PAGE TEXT -
# # #

Draginja Vlasić (, January 1928 in Vojka – 20 October 2011 in Zemun) is a Serbian painter.

Biography 
Vlašić was born in the village Vojka in Srem, the southern part of Vojvodina. She attended primary and grade school in Vojka and Stara Pazova, the nearest city to her birthplace. She graduated from Gymnasium in Zemun. In the year 1952, she starts studies of mathematics at the Faculty of Natural Sciences and Mathematics, University of Belgrade, and at the same time The Academy of Fine Arts. She quits the studies of Mathematics and graduates Academy of Fine Arts 1954. in the class of Zora Petrović and master's degree at the same professor in 1956.

Short time, after studies she works as an Art professor in high school, but recently she quits a steady job and dedicates completely to her artistic work. In the last three decades of her life, due to severe illness, she lived far from publicity in her atelier in Zemun where in spite of her illness she worked almost to the very end of her life.

She died in the City of Zemun.

# # #

RECORDED DATA -
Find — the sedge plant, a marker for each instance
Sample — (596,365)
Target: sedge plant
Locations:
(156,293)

# # #

PROBLEMS -
- a) Rewrite the paragraph of the painter's biography that begins "Vlašić was born in the village Vojka" as a short bulleted list that keeps its main facts.
- b) According to the painter's biography, in whose class did she graduate from the Academy of Fine Arts?
The lines are separate material and have no connection to the painter's biography.

PROBLEM SOLUTIONS -
- a)
- Born in the village of Vojka in Srem, the southern part of Vojvodina
- Attended primary and grade school in Vojka and Stara Pazova, the nearest city to her birthplace
- Graduated from Gymnasium in Zemun
- In 1952, began studying mathematics at the University of Belgrade's Faculty of Natural Sciences and Mathematics and, at the same time, at the Academy of Fine Arts
- Quit mathematics and graduated from the Academy of Fine Arts in 1954 in Zora Petrović's class
- Earned a master's degree under the same professor in 1956

- b) Zora Petrović's class.